* [Work required] Arrange the rows below as a numbered list, starting at the first line and ending at the line containing "[0,0,450,156]", with both of those lines included. Leave out blank lines and everything after that line.

* [Data excerpts]
○ ○ ○ ○

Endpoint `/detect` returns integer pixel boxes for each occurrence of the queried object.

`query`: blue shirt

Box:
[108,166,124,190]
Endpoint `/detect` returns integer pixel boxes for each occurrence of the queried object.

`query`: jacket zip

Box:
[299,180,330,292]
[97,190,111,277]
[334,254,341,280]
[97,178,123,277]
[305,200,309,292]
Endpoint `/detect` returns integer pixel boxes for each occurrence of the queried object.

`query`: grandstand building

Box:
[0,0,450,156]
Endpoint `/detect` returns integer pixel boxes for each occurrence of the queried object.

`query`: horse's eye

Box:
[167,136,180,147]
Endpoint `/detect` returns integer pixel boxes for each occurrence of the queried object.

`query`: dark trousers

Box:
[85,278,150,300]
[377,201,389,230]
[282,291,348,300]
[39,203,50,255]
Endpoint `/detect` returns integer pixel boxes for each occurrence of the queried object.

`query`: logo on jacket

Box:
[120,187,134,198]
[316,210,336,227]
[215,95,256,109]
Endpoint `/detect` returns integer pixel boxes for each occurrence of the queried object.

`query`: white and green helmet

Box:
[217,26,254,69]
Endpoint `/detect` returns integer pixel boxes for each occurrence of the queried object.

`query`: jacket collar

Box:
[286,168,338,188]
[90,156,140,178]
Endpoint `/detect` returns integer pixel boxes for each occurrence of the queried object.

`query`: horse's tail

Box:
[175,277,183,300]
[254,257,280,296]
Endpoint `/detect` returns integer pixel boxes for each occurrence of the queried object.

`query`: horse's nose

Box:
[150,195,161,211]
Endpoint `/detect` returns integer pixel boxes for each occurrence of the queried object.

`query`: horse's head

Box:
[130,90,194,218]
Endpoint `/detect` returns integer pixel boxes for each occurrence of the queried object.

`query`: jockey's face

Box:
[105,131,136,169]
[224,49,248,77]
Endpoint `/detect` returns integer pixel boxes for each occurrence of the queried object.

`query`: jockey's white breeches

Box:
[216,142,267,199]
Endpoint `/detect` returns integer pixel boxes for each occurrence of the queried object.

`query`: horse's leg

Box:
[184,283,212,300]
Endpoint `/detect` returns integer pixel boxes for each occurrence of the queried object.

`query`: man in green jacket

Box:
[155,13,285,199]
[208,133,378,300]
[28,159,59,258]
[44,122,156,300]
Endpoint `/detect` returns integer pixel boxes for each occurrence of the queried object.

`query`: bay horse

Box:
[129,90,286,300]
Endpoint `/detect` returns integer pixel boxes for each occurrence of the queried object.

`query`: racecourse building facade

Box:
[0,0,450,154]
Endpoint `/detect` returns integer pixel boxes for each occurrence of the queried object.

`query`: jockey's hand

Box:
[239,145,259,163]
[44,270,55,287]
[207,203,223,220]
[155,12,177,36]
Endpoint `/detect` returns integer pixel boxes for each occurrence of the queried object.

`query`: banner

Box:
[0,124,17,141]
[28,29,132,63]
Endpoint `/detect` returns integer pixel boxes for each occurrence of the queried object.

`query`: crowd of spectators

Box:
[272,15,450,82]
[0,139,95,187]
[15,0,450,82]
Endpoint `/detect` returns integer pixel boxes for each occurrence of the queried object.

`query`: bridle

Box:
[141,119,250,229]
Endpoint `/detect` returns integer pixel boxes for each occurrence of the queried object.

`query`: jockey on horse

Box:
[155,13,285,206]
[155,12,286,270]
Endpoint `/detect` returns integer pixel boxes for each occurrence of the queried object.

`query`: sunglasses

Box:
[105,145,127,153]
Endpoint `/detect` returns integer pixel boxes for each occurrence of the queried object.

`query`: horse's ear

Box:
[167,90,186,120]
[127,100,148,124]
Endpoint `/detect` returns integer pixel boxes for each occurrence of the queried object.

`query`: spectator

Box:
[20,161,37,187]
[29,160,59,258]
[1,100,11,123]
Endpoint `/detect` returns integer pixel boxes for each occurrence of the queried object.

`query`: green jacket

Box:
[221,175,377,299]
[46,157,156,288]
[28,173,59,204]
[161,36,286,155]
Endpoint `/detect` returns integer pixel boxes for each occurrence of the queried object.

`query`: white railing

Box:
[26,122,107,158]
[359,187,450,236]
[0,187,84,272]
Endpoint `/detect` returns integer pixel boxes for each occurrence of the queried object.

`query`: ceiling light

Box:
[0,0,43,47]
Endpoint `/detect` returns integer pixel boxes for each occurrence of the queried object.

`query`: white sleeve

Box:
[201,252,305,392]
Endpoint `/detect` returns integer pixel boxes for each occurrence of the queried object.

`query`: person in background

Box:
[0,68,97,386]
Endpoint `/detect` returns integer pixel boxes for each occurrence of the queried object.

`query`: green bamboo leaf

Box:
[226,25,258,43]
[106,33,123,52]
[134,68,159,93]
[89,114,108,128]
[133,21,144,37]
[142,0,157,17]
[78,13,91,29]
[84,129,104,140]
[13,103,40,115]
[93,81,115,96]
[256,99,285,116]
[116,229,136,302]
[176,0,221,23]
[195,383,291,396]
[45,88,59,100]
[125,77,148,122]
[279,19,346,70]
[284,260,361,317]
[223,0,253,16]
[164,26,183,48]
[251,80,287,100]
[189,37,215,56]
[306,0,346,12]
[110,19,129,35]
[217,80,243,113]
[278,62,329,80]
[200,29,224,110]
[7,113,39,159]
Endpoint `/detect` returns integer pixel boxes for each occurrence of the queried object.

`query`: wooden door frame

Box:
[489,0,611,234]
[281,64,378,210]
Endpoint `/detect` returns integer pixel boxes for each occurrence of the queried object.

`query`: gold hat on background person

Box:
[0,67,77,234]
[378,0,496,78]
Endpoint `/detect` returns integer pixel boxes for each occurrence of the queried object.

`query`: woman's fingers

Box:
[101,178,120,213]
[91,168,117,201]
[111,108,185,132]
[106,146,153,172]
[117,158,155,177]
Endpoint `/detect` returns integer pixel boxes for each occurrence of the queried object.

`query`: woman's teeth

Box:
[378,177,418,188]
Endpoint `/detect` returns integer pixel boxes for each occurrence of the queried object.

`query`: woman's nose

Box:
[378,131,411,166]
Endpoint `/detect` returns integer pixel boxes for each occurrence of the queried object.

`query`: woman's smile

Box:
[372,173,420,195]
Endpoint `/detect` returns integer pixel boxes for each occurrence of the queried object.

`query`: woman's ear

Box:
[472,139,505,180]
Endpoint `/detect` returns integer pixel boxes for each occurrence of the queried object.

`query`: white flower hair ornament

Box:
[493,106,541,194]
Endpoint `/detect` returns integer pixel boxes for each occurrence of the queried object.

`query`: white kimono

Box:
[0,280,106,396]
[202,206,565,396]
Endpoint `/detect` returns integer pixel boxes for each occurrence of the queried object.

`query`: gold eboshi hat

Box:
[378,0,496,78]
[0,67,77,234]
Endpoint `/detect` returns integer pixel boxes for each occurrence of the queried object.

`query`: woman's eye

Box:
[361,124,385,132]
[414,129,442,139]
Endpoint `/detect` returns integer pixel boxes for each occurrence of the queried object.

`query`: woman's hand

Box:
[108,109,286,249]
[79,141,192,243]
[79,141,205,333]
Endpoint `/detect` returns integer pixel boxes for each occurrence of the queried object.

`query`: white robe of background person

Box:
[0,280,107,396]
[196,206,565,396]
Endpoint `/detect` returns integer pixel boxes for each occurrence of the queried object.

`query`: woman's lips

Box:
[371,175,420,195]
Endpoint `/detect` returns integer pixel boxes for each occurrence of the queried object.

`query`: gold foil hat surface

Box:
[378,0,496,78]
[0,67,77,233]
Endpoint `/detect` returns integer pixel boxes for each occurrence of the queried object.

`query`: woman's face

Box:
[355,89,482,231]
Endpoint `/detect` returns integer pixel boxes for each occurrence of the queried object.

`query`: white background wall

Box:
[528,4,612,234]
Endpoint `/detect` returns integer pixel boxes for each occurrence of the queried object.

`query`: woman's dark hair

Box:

○ ○ ○ ○

* [Solution for this problem]
1. Endpoint `/detect` returns integer pixel boxes for each occurrence of the queried object.
2. `query`: blue shirt
3. Box:
4. [108,166,124,190]
5. Endpoint `/detect` returns integer pixel boxes for each occurrence of the queried object.
6. `query`: jacket zip
7. Box:
8. [299,180,330,292]
9. [97,190,111,277]
10. [334,254,341,280]
11. [97,178,123,277]
12. [305,200,309,292]
13. Endpoint `/detect` returns integer pixel boxes for each occurrence of the queried object.
14. `query`: grandstand building
15. Box:
16. [0,0,450,156]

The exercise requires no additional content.